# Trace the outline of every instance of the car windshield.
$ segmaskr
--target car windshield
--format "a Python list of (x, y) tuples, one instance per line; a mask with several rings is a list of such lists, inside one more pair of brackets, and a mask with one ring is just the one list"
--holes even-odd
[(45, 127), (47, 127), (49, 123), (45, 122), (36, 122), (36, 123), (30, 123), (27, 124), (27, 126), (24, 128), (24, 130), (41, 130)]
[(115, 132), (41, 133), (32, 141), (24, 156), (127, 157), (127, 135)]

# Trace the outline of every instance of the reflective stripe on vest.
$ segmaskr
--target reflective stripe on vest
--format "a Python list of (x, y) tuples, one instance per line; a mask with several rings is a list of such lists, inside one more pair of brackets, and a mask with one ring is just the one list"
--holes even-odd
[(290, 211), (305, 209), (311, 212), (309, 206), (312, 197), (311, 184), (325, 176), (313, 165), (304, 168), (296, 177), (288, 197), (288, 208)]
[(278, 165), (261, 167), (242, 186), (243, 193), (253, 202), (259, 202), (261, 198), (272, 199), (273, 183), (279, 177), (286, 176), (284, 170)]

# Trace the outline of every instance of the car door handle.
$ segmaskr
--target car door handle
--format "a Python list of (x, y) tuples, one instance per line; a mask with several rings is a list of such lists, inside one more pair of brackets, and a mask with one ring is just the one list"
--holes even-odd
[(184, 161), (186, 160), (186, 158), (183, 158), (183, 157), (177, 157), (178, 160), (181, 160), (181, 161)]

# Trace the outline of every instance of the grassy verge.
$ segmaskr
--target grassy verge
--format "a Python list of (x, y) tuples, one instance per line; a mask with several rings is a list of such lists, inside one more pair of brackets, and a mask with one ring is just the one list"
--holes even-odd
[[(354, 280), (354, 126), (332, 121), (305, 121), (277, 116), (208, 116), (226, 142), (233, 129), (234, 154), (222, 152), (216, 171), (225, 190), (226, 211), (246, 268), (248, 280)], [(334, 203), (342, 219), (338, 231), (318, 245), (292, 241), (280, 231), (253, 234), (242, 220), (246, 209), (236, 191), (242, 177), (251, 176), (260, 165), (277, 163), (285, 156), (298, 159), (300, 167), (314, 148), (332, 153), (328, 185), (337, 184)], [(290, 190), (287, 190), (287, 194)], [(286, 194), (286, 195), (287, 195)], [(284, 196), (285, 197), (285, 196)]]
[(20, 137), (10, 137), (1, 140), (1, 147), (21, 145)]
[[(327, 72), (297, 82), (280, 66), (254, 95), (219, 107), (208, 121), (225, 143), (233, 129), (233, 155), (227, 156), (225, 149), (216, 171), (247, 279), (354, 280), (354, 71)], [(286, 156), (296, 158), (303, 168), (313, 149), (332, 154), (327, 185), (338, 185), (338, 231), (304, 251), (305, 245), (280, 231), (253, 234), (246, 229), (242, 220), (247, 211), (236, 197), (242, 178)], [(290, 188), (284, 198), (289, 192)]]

□ □ □

| ACTIVITY |
In how many lines of the material above does the word "vest" appear? Reply with the number only.

| WRITTEN SOLUTION |
2